● **WHAT YOU WILL DO**
1 - List every organization named in the Reliance ruling text.
2 - Answer these questions from the Reliance ruling text:
(a) At which firm is Joshua Bacharach a partner?
(b) What appeared on the letterhead of the document Skelton received about premium deductions?
(c) What phrase did the court use for the system Reliance maintained?
3 - Reproduce the Reliance ruling text word for word, taking everything from "Joshua Bacharach, partner" down to "the panel responded.".

● **SUPPLIED TEXT**
--- --- ---

Joshua Bacharach, partner at Wilson Elser, who represented Reliance, argued, “We are a fiduciary, your honor, for determining eligibility for benefits. But that is different from being a fiduciary…for purposes of notification and premium payment.” He asserted, “[Skelton] was charged premiums by [employer]—not by my client.”
The court was not persuaded, noting that both logos of employer and insurer were on the letterhead of the document Skelton received that she would have premiums deducted. “You’re both in it together, and you’re a fiduciary, counsel,” the panel responded.
Jodell Galman, who represented the Skeltons, said, “Let’s put it this way: Reliance is trying to parse facts about what it is a fiduciary for … Reliance had the final say on determining eligibility for benefits. And that is what this issue is.”
The Department of Labor submitted an amicus brief in support of plaintiff-appellee. In the brief, the department averred: “Reliance’s broad argument that it had no fiduciary duties related to the collection of insurance premiums, if accepted by this Court, would diminish insurers’ ERISA-imposed duty to design a prudent system that address well-known risks in circumstances where the insurer allows employees to handle the initial process of applications and to withhold premiums from employees. The result of such a diminished duty on insurers would likely be more beneficiaries who are denied coverage after having been left to believe they were covered by their payment of premiums.”
It continued, “The Secretary accordingly urges this Court to reject Reliance’s attempt to avoid diligent oversight by relying on a compartmentalized system to escape all responsibility.”
The court determined that Reliance did have a fiduciary role as it determined eligibility for coverage and conducted enrollment for the coverage. Reliance attempted to argue that it only had a fiduciary responsibility with regard to eligibility but not enrollment. The court responded, “Reliance’s own documents show this is a false dichotomy.” The court continued, “Instead the Policy states that a person in Skelton’s situation ‘will become insured’ ‘the first of the month following the date [Reliance] approve[s] [the] required proof of good health.’ This means enrollment occurs automatically as a result of Reliance’s eligibility decision.”
As a fiduciary, the court determined, Reliance breached its duties of prudence and loyalty when it failed to maintain an effective enrollment system. The court maintained that, to fulfill its duty of prudence, Reliance should have avoided using a system where employer and insurer have different lists of eligible and enrolled participants. The insurer never communicated with the employer about which employees still needed to submit an EOI, nor did it provide a list of employees it deemed eligible and enrolled. Thus, employer did not know whether an employee had been declined or needed to submit an EOI to complete coverage.
“Reliance … maintained a haphazard system of ships passing in the night,” the court wrote.
The court also found that Reliance violated its duty of loyalty. Skelton paid premiums, despite being told she would not pay premiums until the application was approved.
“By receiving Skelton’s premiums without giving her a corresponding benefit of coverage—while serving as a fiduciary for her eligibility and enrollment—Reliance profited at her expense because it avoided any financial risk of having to pay coverage for her,” the court affirmed.
Reliance attempted to blame a poor system—one in which it failed to communicate with employer about enrollment—as the cause of the problem. The court was unpersuaded, stating, “[A]llowing a fiduciary to escape liability because it designed an enrollment system that ensured it would not know it was collecting ‘premiums on non-existent benefits’ would endorse willful blindness—and the exact ‘perverse incentive’ this Circuit has decried.”

--- --- ---

● **INFORMATION**
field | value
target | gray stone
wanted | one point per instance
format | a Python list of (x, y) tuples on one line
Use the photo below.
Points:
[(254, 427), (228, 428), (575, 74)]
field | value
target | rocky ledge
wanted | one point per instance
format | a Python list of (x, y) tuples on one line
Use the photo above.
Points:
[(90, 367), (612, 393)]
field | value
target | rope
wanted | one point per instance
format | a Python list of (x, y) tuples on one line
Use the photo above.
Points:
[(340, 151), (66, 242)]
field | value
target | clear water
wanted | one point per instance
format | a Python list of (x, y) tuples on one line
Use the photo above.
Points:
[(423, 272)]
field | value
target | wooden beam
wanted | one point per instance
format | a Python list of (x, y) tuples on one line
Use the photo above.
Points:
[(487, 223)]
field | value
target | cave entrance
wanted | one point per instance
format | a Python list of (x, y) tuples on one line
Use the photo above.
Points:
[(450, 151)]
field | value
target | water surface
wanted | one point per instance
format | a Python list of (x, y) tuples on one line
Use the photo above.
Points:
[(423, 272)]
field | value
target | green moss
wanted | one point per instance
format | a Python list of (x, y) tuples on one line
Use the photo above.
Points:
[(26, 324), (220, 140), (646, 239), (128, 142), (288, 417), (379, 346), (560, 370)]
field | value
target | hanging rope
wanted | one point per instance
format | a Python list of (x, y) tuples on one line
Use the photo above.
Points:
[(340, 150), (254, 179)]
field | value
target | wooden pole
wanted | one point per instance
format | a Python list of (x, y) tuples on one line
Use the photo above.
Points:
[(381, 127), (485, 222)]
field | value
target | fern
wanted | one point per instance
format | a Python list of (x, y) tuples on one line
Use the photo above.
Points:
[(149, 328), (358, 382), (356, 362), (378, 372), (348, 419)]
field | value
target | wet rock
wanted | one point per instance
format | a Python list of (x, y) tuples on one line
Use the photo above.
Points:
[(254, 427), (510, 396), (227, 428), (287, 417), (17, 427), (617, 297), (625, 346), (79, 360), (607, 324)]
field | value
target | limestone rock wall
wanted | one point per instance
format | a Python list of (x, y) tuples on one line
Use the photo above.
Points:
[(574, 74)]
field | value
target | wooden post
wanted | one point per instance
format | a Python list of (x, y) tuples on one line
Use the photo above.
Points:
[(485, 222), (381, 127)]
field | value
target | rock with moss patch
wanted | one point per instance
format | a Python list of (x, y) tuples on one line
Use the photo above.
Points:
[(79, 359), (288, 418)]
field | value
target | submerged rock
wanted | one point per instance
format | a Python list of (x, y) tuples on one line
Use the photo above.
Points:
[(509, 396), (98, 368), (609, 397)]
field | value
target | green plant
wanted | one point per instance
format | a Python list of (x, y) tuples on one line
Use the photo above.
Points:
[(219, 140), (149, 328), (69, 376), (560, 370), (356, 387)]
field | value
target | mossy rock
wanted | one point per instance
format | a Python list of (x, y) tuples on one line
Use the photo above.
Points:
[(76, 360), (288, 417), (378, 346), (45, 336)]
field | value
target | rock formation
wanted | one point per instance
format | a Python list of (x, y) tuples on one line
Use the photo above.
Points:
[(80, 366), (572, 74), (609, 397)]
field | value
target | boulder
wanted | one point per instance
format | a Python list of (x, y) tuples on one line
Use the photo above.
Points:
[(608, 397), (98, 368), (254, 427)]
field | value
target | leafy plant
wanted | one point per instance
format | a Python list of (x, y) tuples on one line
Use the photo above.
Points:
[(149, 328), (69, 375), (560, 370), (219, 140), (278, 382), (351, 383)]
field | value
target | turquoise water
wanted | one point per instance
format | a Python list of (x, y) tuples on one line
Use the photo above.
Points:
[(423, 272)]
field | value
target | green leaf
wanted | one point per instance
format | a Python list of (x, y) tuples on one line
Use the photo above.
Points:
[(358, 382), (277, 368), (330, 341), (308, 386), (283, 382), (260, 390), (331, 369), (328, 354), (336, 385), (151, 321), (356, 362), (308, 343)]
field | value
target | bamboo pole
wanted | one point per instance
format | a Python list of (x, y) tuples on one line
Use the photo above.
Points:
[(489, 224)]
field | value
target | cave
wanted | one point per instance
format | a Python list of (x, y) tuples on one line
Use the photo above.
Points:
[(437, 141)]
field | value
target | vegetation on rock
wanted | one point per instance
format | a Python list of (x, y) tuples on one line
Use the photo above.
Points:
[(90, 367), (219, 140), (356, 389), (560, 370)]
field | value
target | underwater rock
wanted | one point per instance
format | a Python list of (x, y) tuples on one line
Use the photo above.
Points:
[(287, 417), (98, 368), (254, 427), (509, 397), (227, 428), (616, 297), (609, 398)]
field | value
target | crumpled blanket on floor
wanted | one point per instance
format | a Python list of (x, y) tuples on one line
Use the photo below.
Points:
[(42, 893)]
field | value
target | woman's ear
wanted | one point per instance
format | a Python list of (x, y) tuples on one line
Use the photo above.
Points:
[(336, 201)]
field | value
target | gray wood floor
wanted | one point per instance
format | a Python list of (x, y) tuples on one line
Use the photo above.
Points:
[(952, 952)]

--- --- ---

● **RESPONSES IN ORDER**
1 -
Wilson Elser
Reliance
Department of Labor

2 -
(a) Wilson Elser
(b) The logos of both the employer and the insurer
(c) "a haphazard system of ships passing in the night"

3 -
Joshua Bacharach, partner at Wilson Elser, who represented Reliance, argued, “We are a fiduciary, your honor, for determining eligibility for benefits. But that is different from being a fiduciary…for purposes of notification and premium payment.” He asserted, “[Skelton] was charged premiums by [employer]—not by my client.”
The court was not persuaded, noting that both logos of employer and insurer were on the letterhead of the document Skelton received that she would have premiums deducted. “You’re both in it together, and you’re a fiduciary, counsel,” the panel responded.